Instrução A ::
Transcreva sem qualquer alteração as entradas, começando na linha que contém "Locate the bicycle" e terminando na linha que contém "Locate the shorts", ambas incluídas.

Excerto do documento ::
---

Estas considerações provam quanto a Química era necessária para a
inteligência da Gênese. Antes de se conhecerem as leis da afinidade
molecular, não era possível compreender-se a formação da Terra. Esta
ciência lançou grande luz sobre a questão, como o fizeram a Astronomia e
a Geologia, doutros pontos de vista.
11.
Na formação dos corpos sólidos, um dos mais notáveis fenômenos é o da
cristalização, que consiste na forma regular que assumem certas
substâncias, ao passarem do estado líquido, ou gasoso, ao estado sólido.
Essa forma, que varia de acordo com a natureza da substância, é
geralmente a de sólidos geométricos, tais como o prisma, o rombóide, o
cubo, a pirâmide. Toda gente conhece os cristais de açúcar cândi; os
cristais de rocha, ou sílica cristalizada, são prismas de seis faces que
terminam em pirâmide igualmente hexagonal. O diamante é carbono puro,
ou carvão cristalizado. Os desenhos que no inverno se produzem sobre as
vidraças são devidos à cristalização do vapor d’água durante a
congelação, sob a forma de agulhas prismáticas.
A disposição
regular dos cristais corresponde à forma particular das moléculas de
cada corpo. Essas partículas, para nós infinitamente pequenas, mas que
não deixam por isso de ocupar um certo espaço, solicitadas umas para as
outras pela atração molecular, se arrumam e justapõem segundo o exigem
suas formas, de maneira a tomar cada uma o seu lugar em torno do núcleo
ou primeiro centro de atração e a constituir um conjunto simétrico.

---

Dados da tarefa ::
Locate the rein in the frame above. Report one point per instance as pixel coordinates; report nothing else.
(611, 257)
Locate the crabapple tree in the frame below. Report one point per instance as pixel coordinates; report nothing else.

---

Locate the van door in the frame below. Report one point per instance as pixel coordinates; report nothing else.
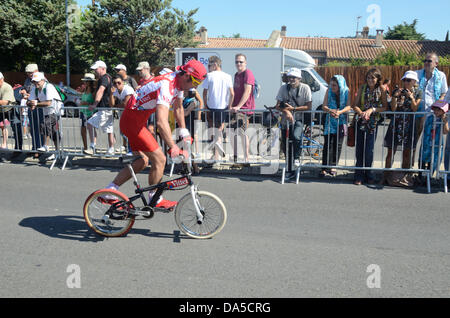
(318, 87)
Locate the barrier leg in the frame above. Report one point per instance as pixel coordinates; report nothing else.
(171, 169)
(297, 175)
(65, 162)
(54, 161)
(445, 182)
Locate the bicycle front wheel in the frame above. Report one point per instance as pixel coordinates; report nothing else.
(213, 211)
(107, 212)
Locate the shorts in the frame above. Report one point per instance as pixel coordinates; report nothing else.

---

Instrução B ::
Traduza para o inglês a seguinte frase do excerto sobre a cristalização: "O diamante é carbono puro, ou carvão cristalizado."

Resultado da tarefa A ::
Locate the bicycle front wheel in the frame above. Report one point per instance as pixel coordinates; report nothing else.
(213, 211)
(107, 212)
Locate the shorts in the frame above. Report one point per instance as pixel coordinates; report nothing else.

Resultado da tarefa B ::
The diamond is pure carbon, or crystallized coal.